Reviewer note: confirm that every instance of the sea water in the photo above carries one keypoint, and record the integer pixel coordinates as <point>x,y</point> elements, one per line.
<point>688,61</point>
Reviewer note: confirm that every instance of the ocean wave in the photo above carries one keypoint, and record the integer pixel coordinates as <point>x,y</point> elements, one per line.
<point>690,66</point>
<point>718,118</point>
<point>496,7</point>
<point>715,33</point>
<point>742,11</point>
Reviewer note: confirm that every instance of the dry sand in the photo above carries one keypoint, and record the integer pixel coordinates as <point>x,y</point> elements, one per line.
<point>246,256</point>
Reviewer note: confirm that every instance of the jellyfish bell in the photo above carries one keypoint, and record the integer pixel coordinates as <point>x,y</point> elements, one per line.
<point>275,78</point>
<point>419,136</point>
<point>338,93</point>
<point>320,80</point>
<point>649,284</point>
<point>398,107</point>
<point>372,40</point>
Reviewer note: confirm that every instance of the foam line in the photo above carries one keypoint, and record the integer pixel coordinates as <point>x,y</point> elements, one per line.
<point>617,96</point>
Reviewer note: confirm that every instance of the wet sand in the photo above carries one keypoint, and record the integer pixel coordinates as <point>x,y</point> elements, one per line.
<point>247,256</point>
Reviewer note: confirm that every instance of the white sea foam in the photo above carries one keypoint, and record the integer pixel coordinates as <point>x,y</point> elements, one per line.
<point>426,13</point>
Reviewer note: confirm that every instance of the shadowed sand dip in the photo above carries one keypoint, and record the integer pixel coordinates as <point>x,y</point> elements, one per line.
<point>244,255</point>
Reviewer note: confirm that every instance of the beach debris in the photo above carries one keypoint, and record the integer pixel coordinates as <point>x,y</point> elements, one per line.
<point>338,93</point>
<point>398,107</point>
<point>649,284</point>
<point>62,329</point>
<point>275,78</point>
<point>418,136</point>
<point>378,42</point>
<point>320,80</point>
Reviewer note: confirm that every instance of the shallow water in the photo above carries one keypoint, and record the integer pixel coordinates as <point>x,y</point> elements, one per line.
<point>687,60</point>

------------------------------------------------------------

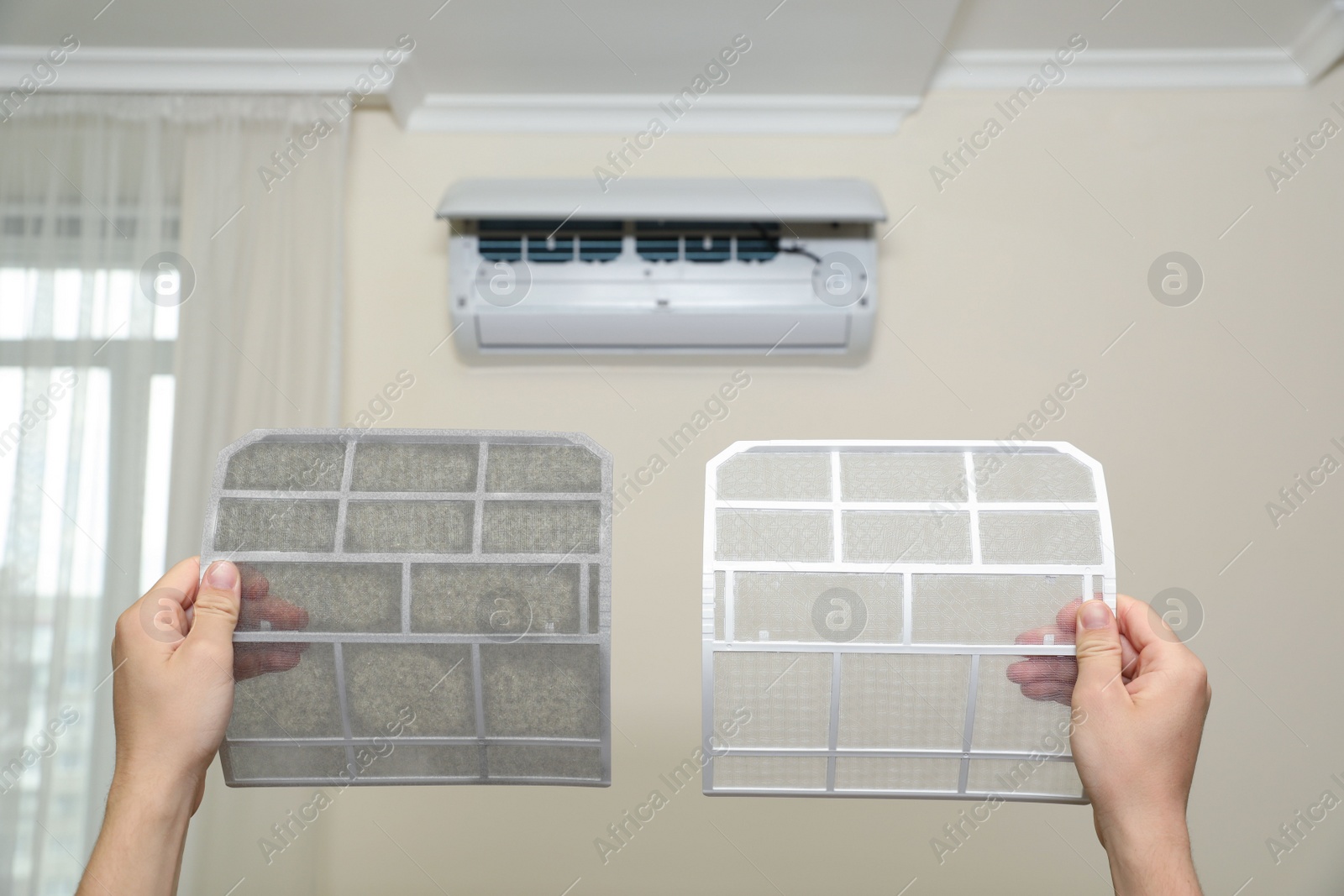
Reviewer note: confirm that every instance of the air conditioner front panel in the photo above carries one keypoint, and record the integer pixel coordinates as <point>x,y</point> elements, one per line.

------------------------------------------------------------

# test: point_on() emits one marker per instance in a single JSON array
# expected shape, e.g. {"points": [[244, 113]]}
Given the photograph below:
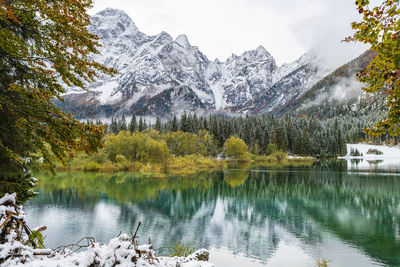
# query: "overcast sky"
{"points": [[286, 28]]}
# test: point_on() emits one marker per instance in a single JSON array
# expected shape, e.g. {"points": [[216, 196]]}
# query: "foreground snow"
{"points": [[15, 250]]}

------------------------------------------------------------

• AIM OF THE TASK
Return each line above that contains the string "sand", copied in full.

• TASK ANSWER
Reviewer note: confirm that every instance of the dry sand in the photo above carries one keypoint, and record the integer pixel coordinates as <point>x,y</point> elements, one per line.
Reviewer note: confirm that every instance of the wet sand in the photo above carries one keypoint, and record the integer pixel coordinates as <point>x,y</point> elements, one per line.
Reviewer note: confirm that every instance of the shadowed sand dip in the photo above carries one keypoint, and record the integer pixel coordinates as <point>x,y</point> elements, one per line.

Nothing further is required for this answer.